QUOTED PASSAGE below:

I never imagined my life as an epic. And The Lord of The Rings wasn’t even one of my favorite books. Yet, it’s odd the way things turn out, what you’re intended for and what is intended for you.
At the age of 30, I pivoted my life from behind a computer screen & inside a corporate straitjacket and leapt out into the great unknown. Writing. Digital pioneering. Relationships. Like Bilbo & Frodo, I hadn’t seen adventures in my future but life it seems had other plans. Three years later I found myself battered in body, mind & emotions. I had wounds inflicted by an engagement ring that I realised too late was a trap. It had felt so alluring once.
I began the arduous process of picking up tatters of myself. There was a much loved book, a gift from a reader that my ex had callously damaged. Like me, that book is a permanant reminder that survival comes with scars & forgiveness does not mean reset. I managed to rid myself of the ring but I couldn’t send back all the poison he injected into my life. There was a copy of The Lord of the Rings, an anniversary gift from him. This book causes an avalanche of hard feelings. How could someone who claimed to love me could not know that I already had a copy of this book, a collector’s edition? A perfect metaphor for an ugly ring & an overinflated proposal that would win him brownie points & leave me no room to protest. An inscription in his crude handwriting (my graphology stint whispering that this tells of an unevolved mind). But words of intimacy & affection – this is the hardest to stomach. How to reconcile these extremes of devastation & emotion caused by one person?
I couldn’t bring myself to tear the page or even scribble over the words. Even in my deepest despair, I will not be that monster that mutilates a book. Maybe I was afraid of the rage I’d unleash if I let my pain spill onto the page. I also couldn’t discard the book. There was a raw, bleeding slice of my soul inside that book. So I hid it at the back of my bookshelf & lived a half life while I picked out the shrapnel of abuse from within me. I got a tattoo of a paper plane to cover up a scar and as a daily reminder to hold the pain, fold the page & let it go. I took this to stage, letting just a sliver of pain show in the lines
“A love letter from someone who doesn’t love you anymore. A page from a book that was a gift from someone you don’t want to remember.”

End of QUOTED PASSAGE.
COLLECTED MATERIAL below:

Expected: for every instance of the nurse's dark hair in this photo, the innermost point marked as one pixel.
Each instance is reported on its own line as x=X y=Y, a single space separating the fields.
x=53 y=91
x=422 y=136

End of COLLECTED MATERIAL.

> _WHAT TO DO_: Decide whether each statement agrees with the text about the Lord of the Rings gift, answering yes or no and quoting the words of the text that decide it. 1. The Lord of the Rings was one of the writer's favorite books. 2. The writer changed course at the age of 30. 3. The writer hid the anniversary copy at the back of a bookshelf.

> _EXERCISE SOLUTION_:
1. No: "And The Lord of The Rings wasn’t even one of my favorite books."
2. Yes: "At the age of 30, I pivoted my life"
3. Yes: "So I hid it at the back of my bookshelf"